Applications of Heap

The obvious application (and the original motivation) of heap is heapsort:

heapify: \(O(n)\)
\(n\) pops: \(O(n \log n)\)

Total time: \(O(n \log n)\). Note that even if you don’t know heapify and replace it with \(n\) pushes, it doesn’t change the overal complexity.

However, heaps can also be used in many other much more interesting scenarios in algorithm design. Here we showcase some classical examples.

\(k\)-way mergesort

We all know mergesort uses binary division. But what if we divide the array \(k\) ways? And then recursively mergesort \(k\) subarrays, and finally combine \(k\) sorted (sub)lists. This is known as \(k\)-way mergesort, a very interesting generalization of the classical mergesort which is a special case with \(k=2\).

divide: now takes \(O(k)\) time
conquer: now \(k\) subproblems (\(k\times\))
combine: how would you combine \(k\) sorted lists?

Again, like classical mergesort, combine is where most of the work lies. Ok, let’s generalize the “two-pointers” idea to “\(k\)-pointers”. But while comparing two numbers is trivial, how do you compare \(k\) numbers and take the smallest one? If you take \(O(k)\) time every step, that would be too slow. Notice that most numbers remain unchanged (only the best number in the previous round is replaced by its successor in that sublist), so you waste much time doing repeated comparisons.

▸ **ENTRIES SUPPLIED**:

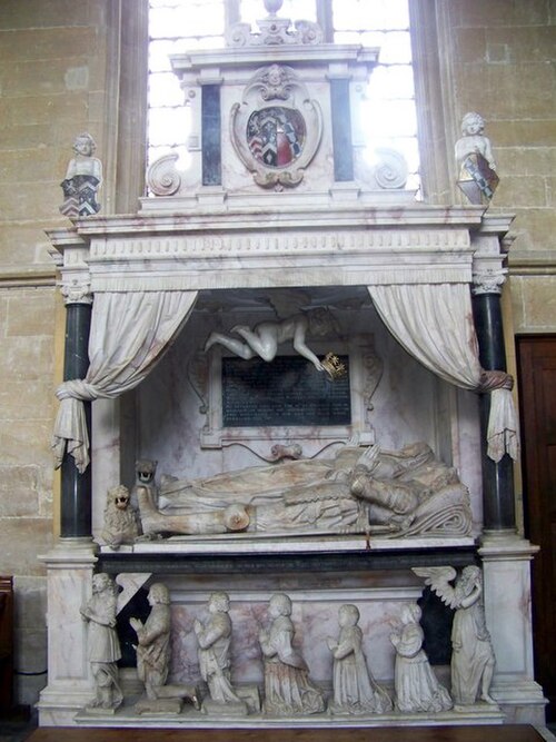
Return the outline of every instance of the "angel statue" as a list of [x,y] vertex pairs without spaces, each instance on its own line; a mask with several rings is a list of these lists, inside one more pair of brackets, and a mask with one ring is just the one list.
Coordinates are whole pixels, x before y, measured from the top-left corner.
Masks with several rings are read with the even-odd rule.
[[496,704],[490,695],[495,656],[486,627],[483,603],[483,573],[475,565],[464,567],[455,586],[450,566],[414,567],[425,584],[455,609],[451,626],[451,696],[457,705],[473,705],[478,698]]
[[[301,295],[297,291],[281,291],[279,297],[270,300],[279,319],[261,321],[252,328],[247,325],[235,325],[230,333],[239,337],[224,333],[210,333],[205,344],[205,352],[218,344],[245,360],[259,356],[262,360],[270,362],[276,358],[278,346],[291,340],[294,349],[300,356],[310,360],[317,370],[326,370],[326,366],[307,346],[306,336],[325,337],[328,335],[335,326],[330,311],[325,307],[304,310],[301,304],[306,301],[301,300]],[[287,308],[288,311],[291,311],[292,307],[299,311],[282,318],[284,310]]]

▸ **WORK INSTRUCTIONS**: Quote the heap applications text between "Again, like classical" and "doing repeated comparisons.", inclusive.

▸ **EXERCISE RESPONSE**:
Again, like classical mergesort, combine is where most of the work lies. Ok, let’s generalize the “two-pointers” idea to “\(k\)-pointers”. But while comparing two numbers is trivial, how do you compare \(k\) numbers and take the smallest one? If you take \(O(k)\) time every step, that would be too slow. Notice that most numbers remain unchanged (only the best number in the previous round is replaced by its successor in that sublist), so you waste much time doing repeated comparisons.